* **Work task**: All the data should be repeated exactly. Any image in it is left out.

• • •

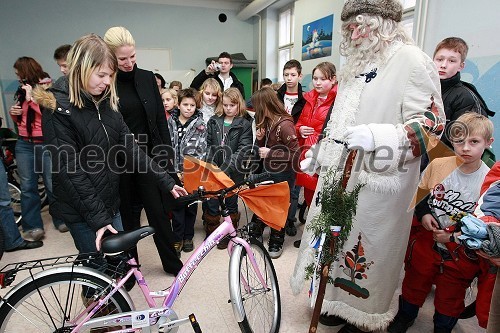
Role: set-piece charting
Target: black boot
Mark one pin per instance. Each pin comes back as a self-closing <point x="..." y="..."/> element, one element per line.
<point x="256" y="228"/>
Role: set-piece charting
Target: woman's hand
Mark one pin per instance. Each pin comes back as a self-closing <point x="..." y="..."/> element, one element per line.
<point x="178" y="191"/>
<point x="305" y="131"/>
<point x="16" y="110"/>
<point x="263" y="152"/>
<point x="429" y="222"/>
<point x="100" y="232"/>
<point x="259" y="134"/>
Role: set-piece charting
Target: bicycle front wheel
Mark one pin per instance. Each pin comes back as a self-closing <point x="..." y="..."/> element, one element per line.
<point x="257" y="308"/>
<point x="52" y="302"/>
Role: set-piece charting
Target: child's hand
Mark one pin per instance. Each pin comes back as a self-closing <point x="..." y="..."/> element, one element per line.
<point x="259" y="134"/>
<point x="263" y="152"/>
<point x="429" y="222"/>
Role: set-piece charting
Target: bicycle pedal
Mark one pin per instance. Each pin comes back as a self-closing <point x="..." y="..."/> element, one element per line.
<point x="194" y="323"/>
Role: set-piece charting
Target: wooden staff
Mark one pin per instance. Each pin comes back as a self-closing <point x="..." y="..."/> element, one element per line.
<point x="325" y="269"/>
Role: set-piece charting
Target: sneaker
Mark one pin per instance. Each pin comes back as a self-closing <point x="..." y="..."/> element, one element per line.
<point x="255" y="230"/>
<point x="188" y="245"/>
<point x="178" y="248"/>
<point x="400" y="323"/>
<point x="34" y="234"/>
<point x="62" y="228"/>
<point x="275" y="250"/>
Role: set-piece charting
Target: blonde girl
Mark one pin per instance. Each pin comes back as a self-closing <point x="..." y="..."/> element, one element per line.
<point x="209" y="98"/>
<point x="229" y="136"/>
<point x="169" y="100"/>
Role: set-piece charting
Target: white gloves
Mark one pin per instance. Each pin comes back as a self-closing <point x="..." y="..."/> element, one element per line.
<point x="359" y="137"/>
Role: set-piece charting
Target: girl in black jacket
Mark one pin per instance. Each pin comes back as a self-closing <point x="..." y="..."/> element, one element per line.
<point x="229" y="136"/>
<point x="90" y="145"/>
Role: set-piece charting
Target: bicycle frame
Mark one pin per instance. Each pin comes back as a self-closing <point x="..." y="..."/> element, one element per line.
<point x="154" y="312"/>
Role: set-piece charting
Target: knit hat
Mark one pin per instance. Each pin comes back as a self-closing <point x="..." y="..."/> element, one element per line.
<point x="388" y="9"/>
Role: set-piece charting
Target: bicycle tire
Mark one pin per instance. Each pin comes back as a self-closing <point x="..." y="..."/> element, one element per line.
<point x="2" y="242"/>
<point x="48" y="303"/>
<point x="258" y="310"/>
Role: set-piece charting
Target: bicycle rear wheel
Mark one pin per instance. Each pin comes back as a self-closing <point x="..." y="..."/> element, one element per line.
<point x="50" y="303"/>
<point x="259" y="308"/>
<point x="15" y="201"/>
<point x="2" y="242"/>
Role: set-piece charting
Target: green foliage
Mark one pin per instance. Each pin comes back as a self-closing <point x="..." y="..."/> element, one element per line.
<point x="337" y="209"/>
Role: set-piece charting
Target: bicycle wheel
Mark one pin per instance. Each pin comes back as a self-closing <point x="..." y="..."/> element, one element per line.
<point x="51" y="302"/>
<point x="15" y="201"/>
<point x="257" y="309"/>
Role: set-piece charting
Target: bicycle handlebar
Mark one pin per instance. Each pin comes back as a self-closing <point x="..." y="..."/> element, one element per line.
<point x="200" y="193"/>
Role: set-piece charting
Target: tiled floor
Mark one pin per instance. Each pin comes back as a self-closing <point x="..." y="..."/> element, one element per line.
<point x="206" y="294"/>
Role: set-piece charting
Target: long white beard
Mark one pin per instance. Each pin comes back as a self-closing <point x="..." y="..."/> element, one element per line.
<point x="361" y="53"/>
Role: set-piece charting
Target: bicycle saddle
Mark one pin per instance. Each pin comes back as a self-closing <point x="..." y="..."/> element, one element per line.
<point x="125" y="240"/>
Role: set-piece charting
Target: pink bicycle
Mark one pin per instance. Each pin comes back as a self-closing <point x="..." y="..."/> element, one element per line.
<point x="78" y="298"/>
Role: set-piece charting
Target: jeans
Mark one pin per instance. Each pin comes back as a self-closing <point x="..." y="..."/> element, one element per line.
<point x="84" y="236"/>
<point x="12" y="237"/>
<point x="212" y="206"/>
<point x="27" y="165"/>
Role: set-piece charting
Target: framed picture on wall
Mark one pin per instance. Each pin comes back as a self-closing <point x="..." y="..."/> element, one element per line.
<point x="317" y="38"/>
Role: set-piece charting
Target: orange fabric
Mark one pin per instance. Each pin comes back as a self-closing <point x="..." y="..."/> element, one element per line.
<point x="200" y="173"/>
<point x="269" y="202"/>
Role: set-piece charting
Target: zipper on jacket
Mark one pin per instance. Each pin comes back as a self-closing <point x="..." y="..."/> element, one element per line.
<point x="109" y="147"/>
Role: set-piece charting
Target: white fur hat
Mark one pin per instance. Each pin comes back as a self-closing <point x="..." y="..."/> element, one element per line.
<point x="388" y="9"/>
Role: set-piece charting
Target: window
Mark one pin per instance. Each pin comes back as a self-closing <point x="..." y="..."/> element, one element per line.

• • •

* **Task response**:
Role: set-piece charting
Target: black boot
Mark one pin per instance. Each pin comes back as a self-closing <point x="..." y="..."/> element, one element per line.
<point x="256" y="228"/>
Role: set-piece charting
Target: woman's hand
Mark one pin per instance. Each pin comes back as a self-closing <point x="..." y="..."/> element, one element per line.
<point x="178" y="191"/>
<point x="305" y="131"/>
<point x="16" y="110"/>
<point x="263" y="152"/>
<point x="429" y="222"/>
<point x="100" y="232"/>
<point x="259" y="134"/>
Role: set-piece charting
Target: bicycle front wheel
Mark one pin per instance. Each pin comes back as a self-closing <point x="..." y="..."/> element, one element per line.
<point x="257" y="308"/>
<point x="52" y="302"/>
Role: set-piece charting
Target: child's hand
Mark one pin per instance. Each pin comes back as a self-closing <point x="..." y="..."/> element, one element per line.
<point x="259" y="134"/>
<point x="263" y="152"/>
<point x="429" y="222"/>
Role: set-piece charting
Target: bicycle pedal
Mark one pin per instance. Each pin comes back as a self-closing <point x="..." y="..."/> element, one element per line.
<point x="194" y="323"/>
Role: set-piece charting
Target: wooden staff
Mark one pin per instance. Each pin comes back as a self-closing <point x="..." y="..."/> element, one element per line.
<point x="325" y="269"/>
Role: set-piece charting
Target: sneaker
Mark one pin per instance. Each pin comes back as a self-closing <point x="..." y="..."/> element, one element per line.
<point x="255" y="230"/>
<point x="188" y="245"/>
<point x="178" y="248"/>
<point x="400" y="323"/>
<point x="34" y="234"/>
<point x="62" y="228"/>
<point x="275" y="250"/>
Role: set-piece charting
Target: blonde girl
Mark one pin per instance. Each pin comes back as a self-closing <point x="..." y="..."/> element, one element per line.
<point x="209" y="98"/>
<point x="229" y="136"/>
<point x="169" y="100"/>
Role: set-piece charting
Target: white gloves
Mark one pin per instance. Each pin comes back as a self-closing <point x="..." y="..."/> element, one element per line.
<point x="359" y="137"/>
Role: set-piece charting
Target: girl in black jacket
Mark one pin per instance. Each pin comes back as a self-closing <point x="..." y="..."/> element, one element per line.
<point x="229" y="136"/>
<point x="90" y="145"/>
Role: set-piece charting
Target: bicycle frame
Mark one pin per instance. Each pin comes back as a self-closing <point x="..." y="..."/> element, one element per line.
<point x="154" y="312"/>
Role: set-piece charting
Target: knit hat
Mark one pin per instance. Each pin comes back as a self-closing <point x="..." y="..."/> element, one element per line.
<point x="388" y="9"/>
Role: set-piece charting
Target: bicycle tire
Mark one pin per instance. Each pin comes back as a self-closing <point x="..." y="..."/> element, one element per line.
<point x="2" y="242"/>
<point x="48" y="303"/>
<point x="258" y="310"/>
Role: set-piece charting
Target: bicycle rear wheel
Mark one pin per instance. Each pin comes back as a self-closing <point x="..." y="..."/> element, one element per line.
<point x="50" y="303"/>
<point x="259" y="308"/>
<point x="15" y="201"/>
<point x="2" y="242"/>
Role: set-piece charting
Target: green foliage
Mark one pin per instance. Each pin comes back as a self-closing <point x="..." y="..."/> element, one element per line.
<point x="337" y="209"/>
Role: set-piece charting
Target: bicycle wheel
Mark one pin per instance. Each pin comes back as a self-closing <point x="..." y="..."/> element, one element per line.
<point x="51" y="302"/>
<point x="15" y="201"/>
<point x="257" y="309"/>
Role: set-piece charting
Target: bicycle handlebar
Mark one pin per instance. Each pin comes back as a self-closing <point x="..." y="..."/> element, one element per line.
<point x="200" y="193"/>
Role: set-piece charting
Target: tiled floor
Mark one pin per instance. Each pin comes back as a self-closing <point x="..." y="..."/> element, one element per line.
<point x="206" y="294"/>
Role: set-piece charting
Target: long white beard
Mark one pin per instance. Each pin comes back as a self-closing <point x="..." y="..."/> element, one element per line.
<point x="361" y="53"/>
Role: set-piece charting
Target: bicycle saddle
Mark one pin per instance. Each pin comes back as a self-closing <point x="..." y="..."/> element, one element per line.
<point x="125" y="240"/>
Role: set-piece charting
Target: pink bicycle
Mark one pin per instance. Each pin comes back as a self-closing <point x="..." y="..."/> element, one element per line.
<point x="78" y="298"/>
Role: set-piece charting
Target: jeans
Mark one pin per instance. Each pin comes back as a self-closing <point x="..." y="..."/> element, one element per line.
<point x="84" y="236"/>
<point x="12" y="237"/>
<point x="212" y="206"/>
<point x="27" y="165"/>
Role: set-piece charting
Target: framed picture on wall
Mark one pin per instance. Each pin comes back as a self-closing <point x="..." y="..."/> element, one element per line.
<point x="317" y="38"/>
Role: set-piece charting
Target: orange fabric
Mark one pin per instance. Each pin comes back as a self-closing <point x="..." y="..."/> element, one element per line.
<point x="200" y="173"/>
<point x="269" y="202"/>
Role: set-piece charting
Target: zipper on jacket
Mark one pin per instance. Each pin comes back as a self-closing <point x="..." y="..."/> element, one element per line.
<point x="109" y="147"/>
Role: set-piece charting
Target: white fur hat
Mark one pin per instance. Each pin comes back as a self-closing <point x="..." y="..."/> element, one element per line.
<point x="388" y="9"/>
Role: set-piece charting
Target: window
Mark one pin per instance. Each pin comes back as a self-closing <point x="..." y="..."/> element, one element per line.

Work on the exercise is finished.